Task to complete
Each line below should be reproduced without any alteration.

--- Stored rows ---

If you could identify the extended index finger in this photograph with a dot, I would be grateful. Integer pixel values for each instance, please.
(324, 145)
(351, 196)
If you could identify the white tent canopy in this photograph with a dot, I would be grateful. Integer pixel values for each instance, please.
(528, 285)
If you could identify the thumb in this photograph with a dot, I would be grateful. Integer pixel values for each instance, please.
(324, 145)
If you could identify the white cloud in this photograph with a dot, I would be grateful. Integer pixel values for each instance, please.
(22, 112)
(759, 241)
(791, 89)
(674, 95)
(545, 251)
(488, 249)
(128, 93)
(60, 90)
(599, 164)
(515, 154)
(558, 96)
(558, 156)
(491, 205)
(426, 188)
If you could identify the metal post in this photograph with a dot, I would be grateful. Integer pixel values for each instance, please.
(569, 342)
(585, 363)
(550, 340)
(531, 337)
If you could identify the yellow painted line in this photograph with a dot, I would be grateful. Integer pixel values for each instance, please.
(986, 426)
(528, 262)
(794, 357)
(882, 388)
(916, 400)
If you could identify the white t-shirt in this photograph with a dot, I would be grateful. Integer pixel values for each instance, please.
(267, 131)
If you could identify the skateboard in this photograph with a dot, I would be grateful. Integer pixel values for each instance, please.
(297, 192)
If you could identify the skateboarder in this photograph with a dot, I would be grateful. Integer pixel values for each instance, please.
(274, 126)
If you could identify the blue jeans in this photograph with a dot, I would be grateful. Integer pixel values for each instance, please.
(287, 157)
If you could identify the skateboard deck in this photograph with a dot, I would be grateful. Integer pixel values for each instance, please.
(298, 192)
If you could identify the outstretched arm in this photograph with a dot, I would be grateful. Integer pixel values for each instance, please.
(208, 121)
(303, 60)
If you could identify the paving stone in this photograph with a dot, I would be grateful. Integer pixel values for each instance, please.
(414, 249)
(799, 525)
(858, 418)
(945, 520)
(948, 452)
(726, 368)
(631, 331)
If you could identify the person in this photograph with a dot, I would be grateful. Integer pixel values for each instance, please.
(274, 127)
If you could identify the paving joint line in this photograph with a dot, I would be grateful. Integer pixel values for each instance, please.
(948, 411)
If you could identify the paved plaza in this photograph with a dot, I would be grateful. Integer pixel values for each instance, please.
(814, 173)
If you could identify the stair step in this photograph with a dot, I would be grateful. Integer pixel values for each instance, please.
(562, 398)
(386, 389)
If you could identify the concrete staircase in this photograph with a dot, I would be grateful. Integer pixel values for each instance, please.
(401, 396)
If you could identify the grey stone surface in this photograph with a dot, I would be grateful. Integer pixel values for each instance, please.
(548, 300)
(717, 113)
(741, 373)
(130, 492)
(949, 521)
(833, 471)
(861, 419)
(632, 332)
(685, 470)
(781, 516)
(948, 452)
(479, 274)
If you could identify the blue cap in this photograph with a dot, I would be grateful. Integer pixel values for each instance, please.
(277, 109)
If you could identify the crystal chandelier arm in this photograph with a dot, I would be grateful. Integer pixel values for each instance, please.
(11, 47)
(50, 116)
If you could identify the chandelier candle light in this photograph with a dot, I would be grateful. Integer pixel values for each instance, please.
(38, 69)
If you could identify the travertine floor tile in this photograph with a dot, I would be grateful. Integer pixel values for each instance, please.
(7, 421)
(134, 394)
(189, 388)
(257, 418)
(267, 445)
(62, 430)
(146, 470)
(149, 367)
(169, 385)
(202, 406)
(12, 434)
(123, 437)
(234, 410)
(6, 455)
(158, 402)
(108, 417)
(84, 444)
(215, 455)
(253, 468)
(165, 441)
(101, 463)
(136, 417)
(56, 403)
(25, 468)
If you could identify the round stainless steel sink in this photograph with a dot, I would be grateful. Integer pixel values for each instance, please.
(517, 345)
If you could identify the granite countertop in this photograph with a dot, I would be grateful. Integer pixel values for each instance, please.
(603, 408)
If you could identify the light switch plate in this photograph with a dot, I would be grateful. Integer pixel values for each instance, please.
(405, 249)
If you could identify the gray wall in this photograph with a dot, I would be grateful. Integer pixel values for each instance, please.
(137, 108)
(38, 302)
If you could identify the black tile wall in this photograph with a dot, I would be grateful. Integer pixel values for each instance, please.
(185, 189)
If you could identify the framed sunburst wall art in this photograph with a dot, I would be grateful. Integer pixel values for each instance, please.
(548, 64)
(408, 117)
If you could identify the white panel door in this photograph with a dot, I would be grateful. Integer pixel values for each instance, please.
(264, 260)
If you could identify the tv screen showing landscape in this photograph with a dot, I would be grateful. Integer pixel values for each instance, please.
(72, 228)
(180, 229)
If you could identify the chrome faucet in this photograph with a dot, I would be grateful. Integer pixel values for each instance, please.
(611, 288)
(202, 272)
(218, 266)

---

Written reply
If you could identify the extended index finger in this photograph with a dot, I would be grateful. Integer pixel values for each instance, please.
(324, 145)
(351, 196)
If you could identify the white tent canopy in this photograph with a dot, I would be grateful. Integer pixel values for each instance, please.
(528, 285)
If you could identify the thumb in this photograph with a dot, I would be grateful. Integer pixel values for each instance, please.
(324, 145)
If you could identify the white cloud in this photograph with a dot, I would be grateful. Integer pixel values for each instance, please.
(22, 112)
(759, 241)
(791, 89)
(674, 95)
(545, 251)
(488, 249)
(128, 93)
(60, 90)
(599, 164)
(515, 154)
(558, 96)
(558, 156)
(491, 205)
(426, 188)
If you could identify the metal post in this photograph with a dot, I would be grateful. Integer pixel values for each instance, please.
(569, 342)
(585, 363)
(550, 340)
(531, 337)
If you could identify the yellow painted line in this photograph with a dot, I would be grateful. Integer pixel values for each instance, please.
(986, 426)
(528, 262)
(794, 357)
(882, 388)
(916, 400)
If you could identify the white t-shirt in this photograph with a dot, I would be grateful. Integer pixel values for each instance, please.
(267, 131)
If you could identify the skateboard in this photograph with a dot, I would be grateful. Integer pixel values for each instance, please.
(297, 192)
If you could identify the skateboarder in this photograph with a dot, I would be grateful. Integer pixel values for each instance, please.
(274, 126)
If you could identify the blue jeans in this photograph with a dot, I would be grateful. Integer pixel values for each instance, please.
(287, 157)
If you could identify the skateboard deck in this photograph with a dot, I would be grateful. Integer pixel values for each instance, please.
(298, 192)
If you could identify the outstretched arm in this photograph with a dot, I would be grateful. Integer pixel values for each instance, please.
(208, 121)
(303, 60)
If you could identify the paving stone in this photograph with a dot, I would be grateful. Integer pixel values for each instance, please.
(414, 249)
(799, 525)
(858, 418)
(945, 520)
(948, 452)
(726, 368)
(631, 331)
If you could identify the person in this photograph with a dot, I would be grateful. Integer pixel values for each instance, please.
(274, 127)
If you could identify the paving joint line in this photograph with a dot, I would be grateful. Integer pixel values for each instance, please.
(948, 411)
If you could identify the paved plaza in this photograph with a dot, I would be grateful. Integer pixel values for each instance, please.
(814, 173)
If you could identify the stair step in this photograph with a dot, I would be grateful. Integer pixel values for each instance, please.
(562, 398)
(386, 389)
If you could identify the concrete staircase in this photograph with a dot, I would be grateful. Integer pixel values for each instance, please.
(401, 396)
If you could identify the grey stone surface in this photograph with a dot, I would be grateful. Integer pixel values for each instance, please.
(548, 300)
(717, 113)
(741, 373)
(130, 492)
(949, 521)
(833, 471)
(861, 419)
(632, 332)
(685, 470)
(781, 516)
(948, 452)
(479, 274)
If you could identify the blue cap in this photograph with a dot, I would be grateful. Integer pixel values for each instance, please.
(277, 109)
If you could identify the crystal chandelier arm in this photograph with a dot, I would be grateful. Integer pixel values for each instance, please.
(11, 47)
(50, 116)
If you could identify the chandelier candle light in this photograph with a dot, I would be grateful. Integer pixel values for each instance, please.
(38, 69)
If you could identify the travertine floor tile in this photograph with a dot, I would be grateful. Integer pixel values for each instance, please.
(7, 421)
(134, 394)
(189, 388)
(257, 418)
(267, 445)
(62, 430)
(146, 470)
(149, 367)
(169, 385)
(202, 406)
(12, 434)
(123, 437)
(234, 410)
(6, 455)
(158, 402)
(108, 417)
(84, 444)
(215, 455)
(253, 468)
(165, 441)
(101, 463)
(136, 417)
(56, 403)
(25, 468)
If you could identify the round stainless steel sink in this photograph with a dot, I would be grateful. Integer pixel values for each instance, please.
(517, 345)
If you could identify the granite countertop in this photograph with a dot, I would be grateful. Integer pixel values for each instance, please.
(603, 408)
If you could identify the light switch plate in this photograph with a dot, I would be grateful. Integer pixel values for each instance, please.
(405, 249)
If you could identify the gray wall in this photograph with a dot, I would be grateful. Integer pixel values for each instance, please.
(137, 108)
(38, 302)
If you could identify the black tile wall in this photograph with a dot, I would be grateful. Integer pixel values for each instance, please.
(185, 189)
If you could identify the framed sunburst wall art in this photograph with a dot, I would be grateful. Integer pixel values for each instance, please.
(548, 64)
(408, 117)
If you could identify the white panel door in this photograph with a dot, I would be grateful. Integer pixel values for each instance, please.
(264, 260)
If you could identify the tv screen showing landscape in this photograph with a dot, I would be grateful. Integer pixel values for each instance, please.
(72, 228)
(180, 229)
If you could identify the chrome faucet in this photograph with a dot, I would be grateful. Integer pixel values for each instance, please.
(611, 288)
(202, 272)
(218, 266)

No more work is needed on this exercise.